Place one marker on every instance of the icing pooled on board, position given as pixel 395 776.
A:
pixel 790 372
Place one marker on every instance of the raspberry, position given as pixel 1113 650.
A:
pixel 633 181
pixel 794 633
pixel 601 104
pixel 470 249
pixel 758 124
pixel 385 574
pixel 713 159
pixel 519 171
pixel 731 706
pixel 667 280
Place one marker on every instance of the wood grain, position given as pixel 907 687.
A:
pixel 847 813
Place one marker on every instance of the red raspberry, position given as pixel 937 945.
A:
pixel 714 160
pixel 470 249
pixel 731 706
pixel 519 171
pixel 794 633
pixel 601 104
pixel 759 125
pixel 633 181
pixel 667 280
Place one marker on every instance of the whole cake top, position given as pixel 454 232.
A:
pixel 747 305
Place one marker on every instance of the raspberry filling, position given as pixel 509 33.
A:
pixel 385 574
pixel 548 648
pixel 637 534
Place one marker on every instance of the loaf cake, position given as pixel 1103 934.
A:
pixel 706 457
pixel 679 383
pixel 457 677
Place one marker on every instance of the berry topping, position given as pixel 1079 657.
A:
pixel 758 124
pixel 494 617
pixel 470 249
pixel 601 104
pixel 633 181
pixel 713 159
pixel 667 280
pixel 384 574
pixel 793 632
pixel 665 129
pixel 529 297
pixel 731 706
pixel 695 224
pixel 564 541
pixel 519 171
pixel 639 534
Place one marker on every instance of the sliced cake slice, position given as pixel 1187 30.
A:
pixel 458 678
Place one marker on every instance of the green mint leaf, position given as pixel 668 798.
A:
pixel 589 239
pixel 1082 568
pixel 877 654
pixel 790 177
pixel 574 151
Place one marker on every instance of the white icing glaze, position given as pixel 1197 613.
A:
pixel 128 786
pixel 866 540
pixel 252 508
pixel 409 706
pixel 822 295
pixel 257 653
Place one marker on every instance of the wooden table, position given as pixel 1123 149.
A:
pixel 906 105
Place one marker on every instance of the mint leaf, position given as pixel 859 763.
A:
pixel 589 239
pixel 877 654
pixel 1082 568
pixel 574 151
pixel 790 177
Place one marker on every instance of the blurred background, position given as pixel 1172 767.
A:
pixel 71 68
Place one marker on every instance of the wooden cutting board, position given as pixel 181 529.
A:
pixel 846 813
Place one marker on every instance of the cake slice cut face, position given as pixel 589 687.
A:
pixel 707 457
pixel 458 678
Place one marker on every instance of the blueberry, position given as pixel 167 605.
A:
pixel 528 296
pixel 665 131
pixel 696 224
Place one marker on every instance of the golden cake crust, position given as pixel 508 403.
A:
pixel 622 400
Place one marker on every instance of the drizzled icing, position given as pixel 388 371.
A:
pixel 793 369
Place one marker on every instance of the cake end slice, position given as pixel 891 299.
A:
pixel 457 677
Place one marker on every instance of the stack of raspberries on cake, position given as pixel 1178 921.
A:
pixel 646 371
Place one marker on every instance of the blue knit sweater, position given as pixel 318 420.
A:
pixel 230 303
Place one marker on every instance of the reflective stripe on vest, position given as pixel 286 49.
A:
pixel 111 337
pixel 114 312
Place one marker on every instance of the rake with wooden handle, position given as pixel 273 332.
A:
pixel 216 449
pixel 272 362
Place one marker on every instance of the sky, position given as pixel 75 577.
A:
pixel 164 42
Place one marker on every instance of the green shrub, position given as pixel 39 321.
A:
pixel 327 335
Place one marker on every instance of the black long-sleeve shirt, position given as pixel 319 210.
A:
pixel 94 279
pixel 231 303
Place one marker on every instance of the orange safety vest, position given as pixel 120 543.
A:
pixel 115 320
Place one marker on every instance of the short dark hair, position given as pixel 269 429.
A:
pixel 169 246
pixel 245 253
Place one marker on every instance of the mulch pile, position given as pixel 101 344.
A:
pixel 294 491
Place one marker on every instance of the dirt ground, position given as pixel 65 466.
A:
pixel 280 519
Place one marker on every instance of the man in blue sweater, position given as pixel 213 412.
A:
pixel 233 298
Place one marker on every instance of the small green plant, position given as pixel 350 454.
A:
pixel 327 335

> [Goal of the exercise]
Would you give the material above again, complete and exact?

> [The reply]
Place one marker on every instance of the icing pooled on board, position given as pixel 395 776.
A:
pixel 790 372
Place one marker on every instance of the raspberry, position given as pixel 1113 650.
A:
pixel 633 181
pixel 794 633
pixel 601 104
pixel 470 249
pixel 758 124
pixel 385 574
pixel 713 159
pixel 519 171
pixel 731 706
pixel 667 280
Place one marker on every instance of the wood grain, position given as pixel 907 687.
A:
pixel 847 813
Place one marker on every instance of the red raspberry, position given as pixel 937 945.
A:
pixel 714 160
pixel 470 249
pixel 731 706
pixel 519 171
pixel 794 633
pixel 601 104
pixel 759 125
pixel 633 181
pixel 667 280
Place one marker on every instance of the whole cake top, position given as pixel 454 232.
A:
pixel 747 305
Place one marker on every instance of the raspberry filling, position given as pixel 509 33.
A:
pixel 385 574
pixel 548 648
pixel 637 534
Place one marker on every instance of the loaf cake, position given as pixel 1103 934.
A:
pixel 706 457
pixel 679 383
pixel 457 677
Place one marker on every instance of the berry topping, position given as pixel 1079 657.
A:
pixel 758 124
pixel 494 617
pixel 470 249
pixel 601 104
pixel 633 181
pixel 713 159
pixel 667 280
pixel 384 574
pixel 793 632
pixel 665 129
pixel 529 297
pixel 731 706
pixel 695 224
pixel 564 541
pixel 519 171
pixel 639 534
Place one marker on every instance of the sliced cake slice, position given as pixel 1187 30.
A:
pixel 458 678
Place one marker on every instance of the green mint leaf, position given as pixel 668 798.
A:
pixel 589 239
pixel 1082 568
pixel 877 654
pixel 790 177
pixel 574 151
Place one marker on every instance of the white icing glaze, position given as pixel 1197 613.
A:
pixel 128 786
pixel 866 540
pixel 252 508
pixel 409 706
pixel 822 295
pixel 257 653
Place one marker on every instance of the wooden table, position given as pixel 1123 149.
A:
pixel 906 105
Place one marker on every instance of the mint leaf, position given as pixel 859 763.
A:
pixel 589 239
pixel 877 654
pixel 1082 568
pixel 574 151
pixel 790 177
Place one marker on every instance of the blurred background, position given as pixel 1172 767.
A:
pixel 71 68
Place one marker on every instance of the wooden cutting board, position given as pixel 181 529.
A:
pixel 846 813
Place one marker on every instance of the cake slice cut face, position given as pixel 589 687.
A:
pixel 707 457
pixel 458 678
Place one marker on every instance of the blueberry, position given as pixel 167 605.
A:
pixel 528 296
pixel 665 131
pixel 696 224
Place one marker on every instance of the golden cake crust, position given as pixel 508 403.
A:
pixel 622 400
Place one marker on every instance of the drizzled icing, position given as pixel 388 371.
A:
pixel 793 369
Place one marker on every instance of the cake end slice, position given as pixel 891 299.
A:
pixel 457 677
Place one marker on every instance of the stack of raspberries on cake, position given as pixel 1178 921.
A:
pixel 646 371
Place one marker on every instance of the blue knit sweater, position given as pixel 318 420.
A:
pixel 230 303
Place one marker on every instance of the reflective stripe on vest, position given as pixel 286 49.
A:
pixel 111 337
pixel 114 312
Place one marker on every instance of the rake with wooden handle, position given as pixel 273 332.
A:
pixel 216 449
pixel 272 362
Place one marker on every instance of the sky, position given as pixel 75 577.
A:
pixel 164 42
Place one marker on every instance of the green shrub, position given as pixel 39 321.
A:
pixel 327 335
Place one marker on every instance of the black long-sleeve shirt, position given as pixel 319 210.
A:
pixel 94 279
pixel 231 303
Place one marker on every instance of the orange safety vest, position given as pixel 120 543.
A:
pixel 115 320
Place one marker on every instance of the short dark hair, position given as pixel 269 429.
A:
pixel 169 246
pixel 245 253
Place one marker on every instance of the mulch pile, position given as pixel 101 344.
A:
pixel 294 491
Place one marker on every instance of the dirt ground, position given as pixel 65 466.
A:
pixel 280 519
Place one marker on every instance of the man in blue sweater, position given as pixel 213 412.
A:
pixel 233 298
Place one marker on every instance of the small green plant, position given as pixel 350 454.
A:
pixel 327 335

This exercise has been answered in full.